## AUFGABENSTELLUNG
a. Zitiere aus dem Text über das europäische Zusammengehörigkeitsgefühl wortgetreu den Abschnitt, der mit den Worten „Die vorliegende Masterarbeit“ beginnt und mit „beiden Ansätzen assoziiert.“ endet.
b. Nenne alle Angaben, die im Text über das europäische Zusammengehörigkeitsgefühl in runden Klammern stehen.

## VORGEGEBENER TEXT
Abstract (deu)
Die vorliegende Masterarbeit beschäftigt sich mit der bis dato fast ausschließlich theoretisch (und sehr stark normativ) geführten Diskussion, auf welchen Elementen ein europäisches Zusammengehörigkeitsgefühl aufbauen soll. Im Wesentlichen stehen sich zwei Entwürfe gegenüber: ein ethnisch-kultureller, der als Basis eines Zusammengehörigkeitsgefühls eine gemeinsame europäische Kultur und Geschichte propagiert (nationalstaatliches Modell), und ein zivil-politischer, der die gemeinsame Teilhabe am demokratischen Prozess der Europäischen Union, geleitet von universalen Grundwerten wie den Menschenrechten und der Toleranz anderer Kulturen, als Ausgangspunkt eines derartigen Gemeinschaftsbewusstseins sieht. Verschiedene Vor- und Nachteile werden in der Literatur mit den beiden Ansätzen assoziiert.

## BEREITGESTELLTE ZEILEN
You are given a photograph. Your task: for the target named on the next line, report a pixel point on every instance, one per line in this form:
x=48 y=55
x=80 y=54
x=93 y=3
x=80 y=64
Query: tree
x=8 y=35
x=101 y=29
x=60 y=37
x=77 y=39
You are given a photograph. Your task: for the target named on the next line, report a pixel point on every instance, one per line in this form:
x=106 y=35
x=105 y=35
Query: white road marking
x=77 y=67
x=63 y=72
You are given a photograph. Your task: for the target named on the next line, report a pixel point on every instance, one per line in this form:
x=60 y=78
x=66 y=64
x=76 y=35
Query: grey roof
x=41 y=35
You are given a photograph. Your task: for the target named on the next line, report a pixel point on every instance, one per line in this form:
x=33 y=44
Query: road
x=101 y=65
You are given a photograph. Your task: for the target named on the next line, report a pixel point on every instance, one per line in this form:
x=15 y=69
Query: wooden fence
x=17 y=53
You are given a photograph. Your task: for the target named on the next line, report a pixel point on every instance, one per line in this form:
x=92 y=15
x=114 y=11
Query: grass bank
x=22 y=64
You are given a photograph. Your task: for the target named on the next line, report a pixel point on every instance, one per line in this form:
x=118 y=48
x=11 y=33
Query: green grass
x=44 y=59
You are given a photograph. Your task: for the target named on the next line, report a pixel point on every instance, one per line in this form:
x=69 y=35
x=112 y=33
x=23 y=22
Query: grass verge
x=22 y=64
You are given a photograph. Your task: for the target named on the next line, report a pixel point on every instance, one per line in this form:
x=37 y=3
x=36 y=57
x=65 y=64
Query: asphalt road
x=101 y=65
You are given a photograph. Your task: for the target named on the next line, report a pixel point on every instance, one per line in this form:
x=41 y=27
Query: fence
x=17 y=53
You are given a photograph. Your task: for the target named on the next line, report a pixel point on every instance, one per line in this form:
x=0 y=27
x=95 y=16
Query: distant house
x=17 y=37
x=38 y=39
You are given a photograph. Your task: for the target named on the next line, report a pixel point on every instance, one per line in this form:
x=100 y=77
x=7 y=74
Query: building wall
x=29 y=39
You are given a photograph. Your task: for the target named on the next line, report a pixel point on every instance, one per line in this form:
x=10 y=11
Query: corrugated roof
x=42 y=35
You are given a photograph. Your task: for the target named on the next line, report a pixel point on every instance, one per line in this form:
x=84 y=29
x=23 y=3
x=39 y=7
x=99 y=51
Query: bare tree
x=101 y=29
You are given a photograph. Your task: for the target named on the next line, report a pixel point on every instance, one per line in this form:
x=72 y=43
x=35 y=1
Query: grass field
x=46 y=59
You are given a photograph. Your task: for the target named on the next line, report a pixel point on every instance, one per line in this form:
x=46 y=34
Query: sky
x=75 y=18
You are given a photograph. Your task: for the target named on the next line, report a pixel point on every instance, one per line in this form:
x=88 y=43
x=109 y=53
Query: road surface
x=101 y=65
---
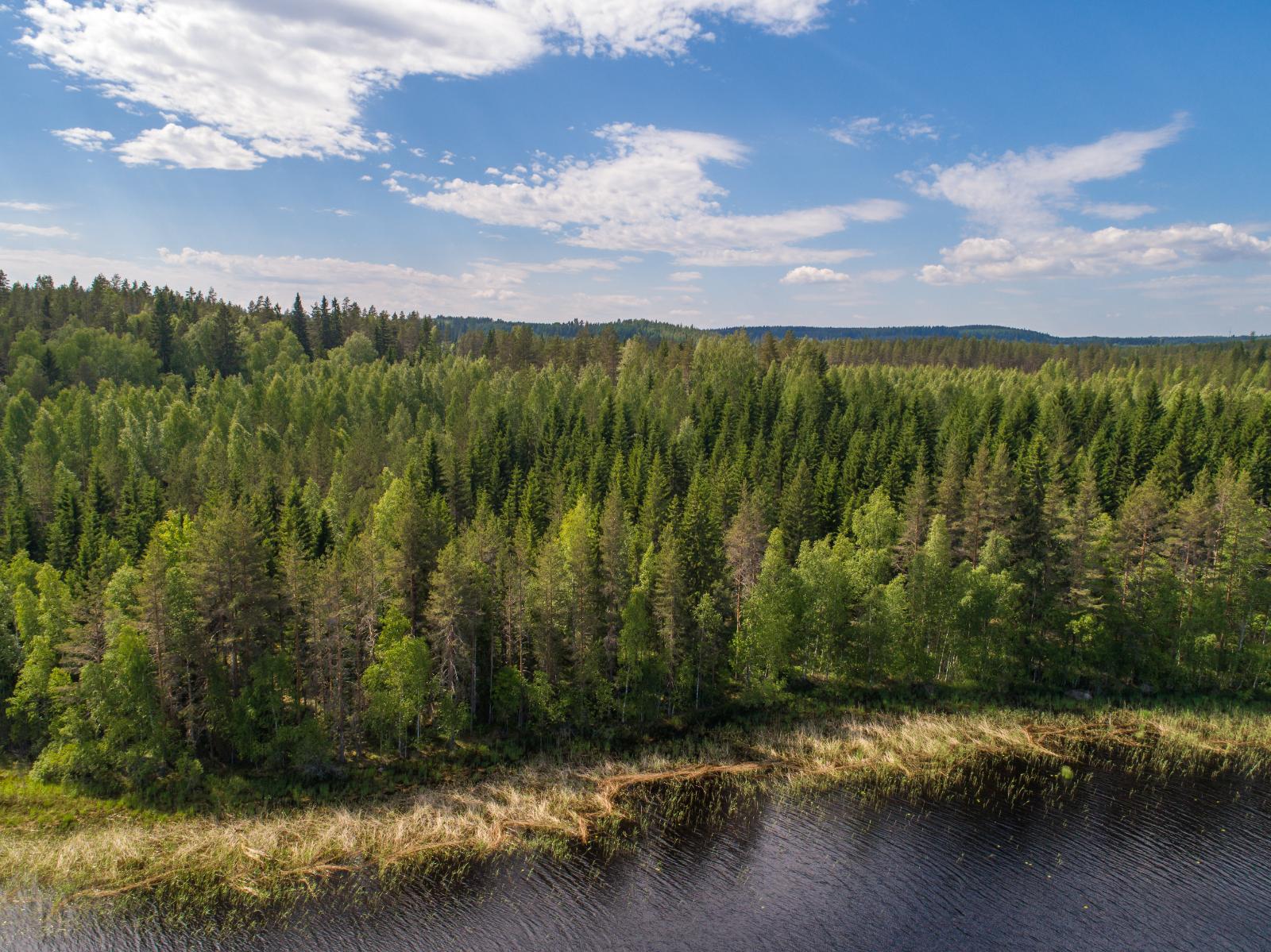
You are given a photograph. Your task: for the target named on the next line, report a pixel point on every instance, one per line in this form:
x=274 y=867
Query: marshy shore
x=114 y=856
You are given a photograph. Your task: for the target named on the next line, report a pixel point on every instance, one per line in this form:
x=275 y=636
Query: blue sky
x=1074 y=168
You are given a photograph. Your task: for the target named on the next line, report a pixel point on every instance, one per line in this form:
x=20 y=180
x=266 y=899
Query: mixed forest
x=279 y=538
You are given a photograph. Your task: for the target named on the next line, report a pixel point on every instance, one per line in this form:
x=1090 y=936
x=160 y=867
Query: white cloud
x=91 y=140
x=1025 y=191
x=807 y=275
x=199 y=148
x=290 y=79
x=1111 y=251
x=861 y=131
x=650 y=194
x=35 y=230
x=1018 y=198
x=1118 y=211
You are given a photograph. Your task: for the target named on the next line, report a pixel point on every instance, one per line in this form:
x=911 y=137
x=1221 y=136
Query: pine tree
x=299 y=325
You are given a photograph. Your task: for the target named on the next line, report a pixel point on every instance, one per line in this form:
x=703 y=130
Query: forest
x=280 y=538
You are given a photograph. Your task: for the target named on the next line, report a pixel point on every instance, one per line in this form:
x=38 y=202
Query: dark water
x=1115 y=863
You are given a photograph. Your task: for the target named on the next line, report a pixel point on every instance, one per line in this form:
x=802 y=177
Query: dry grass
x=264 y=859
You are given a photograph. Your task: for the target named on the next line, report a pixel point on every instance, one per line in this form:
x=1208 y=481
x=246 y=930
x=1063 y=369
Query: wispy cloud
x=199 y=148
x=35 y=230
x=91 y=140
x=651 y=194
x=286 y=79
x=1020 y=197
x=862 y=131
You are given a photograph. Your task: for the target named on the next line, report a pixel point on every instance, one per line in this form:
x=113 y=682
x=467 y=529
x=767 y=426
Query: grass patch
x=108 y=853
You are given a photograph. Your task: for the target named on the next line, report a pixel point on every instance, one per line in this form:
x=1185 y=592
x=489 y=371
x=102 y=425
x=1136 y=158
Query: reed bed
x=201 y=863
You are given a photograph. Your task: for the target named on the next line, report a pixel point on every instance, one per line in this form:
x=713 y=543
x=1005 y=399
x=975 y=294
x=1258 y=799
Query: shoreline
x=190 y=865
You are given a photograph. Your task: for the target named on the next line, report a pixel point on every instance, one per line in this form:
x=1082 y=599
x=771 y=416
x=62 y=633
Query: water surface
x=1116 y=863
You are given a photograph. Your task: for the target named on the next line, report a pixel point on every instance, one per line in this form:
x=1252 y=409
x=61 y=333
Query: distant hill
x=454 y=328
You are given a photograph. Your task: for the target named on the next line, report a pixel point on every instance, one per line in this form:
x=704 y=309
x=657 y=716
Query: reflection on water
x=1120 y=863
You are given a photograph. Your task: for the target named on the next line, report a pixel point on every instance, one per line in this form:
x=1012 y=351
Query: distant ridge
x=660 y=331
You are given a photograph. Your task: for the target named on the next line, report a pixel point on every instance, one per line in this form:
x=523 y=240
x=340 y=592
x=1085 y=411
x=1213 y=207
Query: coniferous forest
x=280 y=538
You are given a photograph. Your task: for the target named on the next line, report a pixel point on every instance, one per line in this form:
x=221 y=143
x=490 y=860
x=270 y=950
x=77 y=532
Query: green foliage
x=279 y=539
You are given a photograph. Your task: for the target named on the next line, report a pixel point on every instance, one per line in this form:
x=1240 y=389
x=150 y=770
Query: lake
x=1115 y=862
...
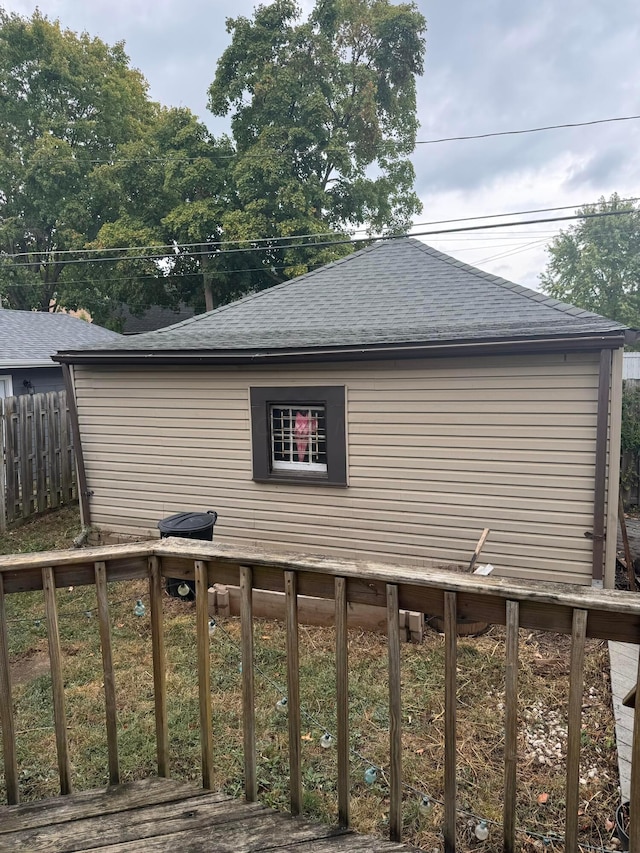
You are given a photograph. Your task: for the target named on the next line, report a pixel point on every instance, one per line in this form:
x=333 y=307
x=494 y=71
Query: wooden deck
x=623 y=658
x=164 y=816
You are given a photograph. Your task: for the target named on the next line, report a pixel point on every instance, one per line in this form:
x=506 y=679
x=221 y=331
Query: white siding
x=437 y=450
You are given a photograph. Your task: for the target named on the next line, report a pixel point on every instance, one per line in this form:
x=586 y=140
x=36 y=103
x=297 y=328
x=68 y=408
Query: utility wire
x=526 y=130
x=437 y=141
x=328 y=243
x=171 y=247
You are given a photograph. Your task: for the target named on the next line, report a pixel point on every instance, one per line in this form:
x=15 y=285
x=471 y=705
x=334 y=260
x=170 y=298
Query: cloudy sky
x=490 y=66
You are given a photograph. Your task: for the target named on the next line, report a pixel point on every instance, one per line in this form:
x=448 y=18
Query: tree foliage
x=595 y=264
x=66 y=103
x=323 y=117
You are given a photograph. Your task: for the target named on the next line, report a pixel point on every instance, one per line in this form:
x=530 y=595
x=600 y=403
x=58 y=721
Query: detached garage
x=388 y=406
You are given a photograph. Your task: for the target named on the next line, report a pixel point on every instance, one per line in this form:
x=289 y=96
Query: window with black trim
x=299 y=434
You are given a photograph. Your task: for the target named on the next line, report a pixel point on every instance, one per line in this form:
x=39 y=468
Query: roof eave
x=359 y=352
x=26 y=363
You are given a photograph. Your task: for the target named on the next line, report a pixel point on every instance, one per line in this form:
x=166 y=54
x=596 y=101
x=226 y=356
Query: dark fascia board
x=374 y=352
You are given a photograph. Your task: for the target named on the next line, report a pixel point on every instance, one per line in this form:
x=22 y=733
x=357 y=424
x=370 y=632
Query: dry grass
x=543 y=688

## LÖSUNGEN
a.
Die vorliegende Masterarbeit beschäftigt sich mit der bis dato fast ausschließlich theoretisch (und sehr stark normativ) geführten Diskussion, auf welchen Elementen ein europäisches Zusammengehörigkeitsgefühl aufbauen soll. Im Wesentlichen stehen sich zwei Entwürfe gegenüber: ein ethnisch-kultureller, der als Basis eines Zusammengehörigkeitsgefühls eine gemeinsame europäische Kultur und Geschichte propagiert (nationalstaatliches Modell), und ein zivil-politischer, der die gemeinsame Teilhabe am demokratischen Prozess der Europäischen Union, geleitet von universalen Grundwerten wie den Menschenrechten und der Toleranz anderer Kulturen, als Ausgangspunkt eines derartigen Gemeinschaftsbewusstseins sieht. Verschiedene Vor- und Nachteile werden in der Literatur mit den beiden Ansätzen assoziiert.

b.
- deu
- und sehr stark normativ
- nationalstaatliches Modell